本文
↓
換言すれば、左右の車輪の路面に対する摩擦状態が異な
る場合に、操作者が直進を望んで余儀無くされる操舵操
作によっては、操舵を優先した低いスリップ率が選択さ
れないようにする(第8実施例)。
【0044】路肩側に水たまりがある、路肩側の路面に
砂がまかれている、路上に部分的に雪が残っている等の
理由によって、左右の車輪で路面に対する摩擦係数が異
なる場合、制動された左右の車輪の摩擦力の差によって
車体にヨーモーメントが発生して車輛の進行方向が曲げ
られ、操作者は、車輛を直進させるために、摩擦係数の
低い側への操舵を余儀無くされる。
【0045】このような状態では、運転者は、実際には
操舵を望んでおらず、制動制御装置は、操舵よりも停止
距離(停止時間)を優先した制御を選択すべきである。
しかし、請求項1の制動制御装置では、これを操舵状態
と誤検知して、操舵を優先した制御を選択する可能性が
ある。
【0046】そこで、補助設定手段は、操舵方向が摩擦
係数の低い側で、操舵角度が所定角度以下の場合には、
これを直進目的の操舵と判定し、操舵状態であっても操
舵優先の制御とせず、停止優先の制御を制御手段に選択
させる。
【0047】請求項6の制動制御装置では、制動期間中
における車輛の各車輪、特に「左右の前輪における垂直
抗力の差」を利用して、操舵性能を増加させる(第5実
施例)。
【0048】制動期間中、車輛の重心に作用する慣性力
は、車体姿勢を前荷重状態(前のめり状態)にして前輪
の垂直抗力を高める。また、操舵中の車体には遠心力が
作用するから、操舵方向の反対側に位置する車輪には、
操舵側に位置する車輪によりも大きな垂直荷重が作用す
る。
【0049】従って、操舵方向の反対側(円弧の外側)
の前輪には、他の車輪に比較して大きな垂直抗力が作用
し、路面に対する車輪の摩擦力と横方向の抗力の両方を
高めている。
【0050】そこで、操舵方向の反対側の前輪に関し
て、操舵を優先したスリップ率の低い目標車輪速を割り
当てて、横方向の抗力をさらに増大させ、車体の慣性に
打ち勝たせて必要な操舵性能を確保する。
【0051】一方、操舵方向の前輪に関しては、操舵方
向の反対側の前輪よりも制動を優先させたスリップ率の
目標車輪速を割り当て、車輛全体としての制動性能を向
上させている。
↑
課題
[1] 次の(a)〜(c)がそれぞれ本文の内容と一致するかどうかを「はい」か「いいえ」で答え、判断の根拠となる本文の語句を正確に引用してください。
(a) 制動期間中に車輛の重心に作用する慣性力は、前輪の垂直抗力を高める。
(b) 操舵方向の前輪には、操舵方向の反対側の前輪よりも操舵を優先させたスリップ率の目標車輪速が割り当てられる。
(c) 補助設定手段は、操舵方向が摩擦係数の低い側で操舵角度が所定角度以下の場合、停止優先の制御を制御手段に選択させる。
[2] 本文のうち、「換言すれば、左右の車輪の路面に対する摩擦状態が異な」で始まり「低い側への操舵を余儀無くされる。」で終わる箇所を正確に引用してください。
この後の記録は、本文とは別の出典から取られたものです。

抜粋記録
↓
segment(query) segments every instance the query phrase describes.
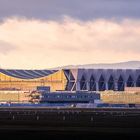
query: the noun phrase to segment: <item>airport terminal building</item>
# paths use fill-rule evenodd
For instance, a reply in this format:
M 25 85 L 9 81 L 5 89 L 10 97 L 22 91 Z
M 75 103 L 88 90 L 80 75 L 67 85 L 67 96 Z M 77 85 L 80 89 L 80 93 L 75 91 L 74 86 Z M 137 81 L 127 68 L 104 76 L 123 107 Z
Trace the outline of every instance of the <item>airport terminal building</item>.
M 49 86 L 51 91 L 123 91 L 140 87 L 140 69 L 0 69 L 0 90 L 34 90 Z

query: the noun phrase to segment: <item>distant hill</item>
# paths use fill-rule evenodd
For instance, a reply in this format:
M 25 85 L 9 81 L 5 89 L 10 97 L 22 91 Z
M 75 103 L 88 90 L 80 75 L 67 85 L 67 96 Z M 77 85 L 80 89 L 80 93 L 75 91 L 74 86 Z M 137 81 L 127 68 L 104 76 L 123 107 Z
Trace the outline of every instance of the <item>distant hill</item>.
M 85 65 L 68 65 L 63 67 L 56 67 L 53 69 L 140 69 L 140 61 L 128 61 L 120 63 L 98 63 L 98 64 L 85 64 Z

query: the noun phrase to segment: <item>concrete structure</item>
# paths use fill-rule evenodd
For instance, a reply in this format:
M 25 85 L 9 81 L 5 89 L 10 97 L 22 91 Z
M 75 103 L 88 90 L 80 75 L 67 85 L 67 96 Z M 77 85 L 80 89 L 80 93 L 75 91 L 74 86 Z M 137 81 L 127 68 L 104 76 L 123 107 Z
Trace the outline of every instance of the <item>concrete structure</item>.
M 67 69 L 66 90 L 123 91 L 140 87 L 140 69 Z
M 0 69 L 0 90 L 34 90 L 37 86 L 50 86 L 51 91 L 123 91 L 140 87 L 140 69 Z
M 0 69 L 0 90 L 35 90 L 49 86 L 51 91 L 65 90 L 67 83 L 62 70 L 6 70 Z

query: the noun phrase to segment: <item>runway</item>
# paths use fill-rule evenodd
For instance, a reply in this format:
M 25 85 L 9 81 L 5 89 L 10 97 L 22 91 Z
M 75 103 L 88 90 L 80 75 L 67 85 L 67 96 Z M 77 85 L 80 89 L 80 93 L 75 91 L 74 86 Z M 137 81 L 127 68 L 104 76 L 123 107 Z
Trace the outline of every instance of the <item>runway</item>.
M 0 108 L 1 131 L 140 133 L 135 108 Z

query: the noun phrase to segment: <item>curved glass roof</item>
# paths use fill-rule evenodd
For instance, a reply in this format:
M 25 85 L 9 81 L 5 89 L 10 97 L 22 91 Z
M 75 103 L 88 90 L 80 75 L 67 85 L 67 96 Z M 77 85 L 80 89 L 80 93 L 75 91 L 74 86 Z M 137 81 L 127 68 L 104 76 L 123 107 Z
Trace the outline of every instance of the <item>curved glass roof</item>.
M 0 69 L 0 72 L 8 76 L 21 79 L 35 79 L 48 76 L 57 72 L 57 70 L 12 70 L 12 69 Z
↑
解答
[1]
(a) はい。「車体姿勢を前荷重状態(前のめり状態)にして前輪の垂直抗力を高める」
(b) いいえ。「操舵方向の反対側の前輪よりも制動を優先させたスリップ率」
(c) はい。「操舵状態であっても操舵優先の制御とせず、停止優先の制御を制御手段に選択させる」

[2]
換言すれば、左右の車輪の路面に対する摩擦状態が異な
る場合に、操作者が直進を望んで余儀無くされる操舵操
作によっては、操舵を優先した低いスリップ率が選択さ
れないようにする(第8実施例)。
【0044】路肩側に水たまりがある、路肩側の路面に
砂がまかれている、路上に部分的に雪が残っている等の
理由によって、左右の車輪で路面に対する摩擦係数が異
なる場合、制動された左右の車輪の摩擦力の差によって
車体にヨーモーメントが発生して車輛の進行方向が曲げ
られ、操作者は、車輛を直進させるために、摩擦係数の
低い側への操舵を余儀無くされる。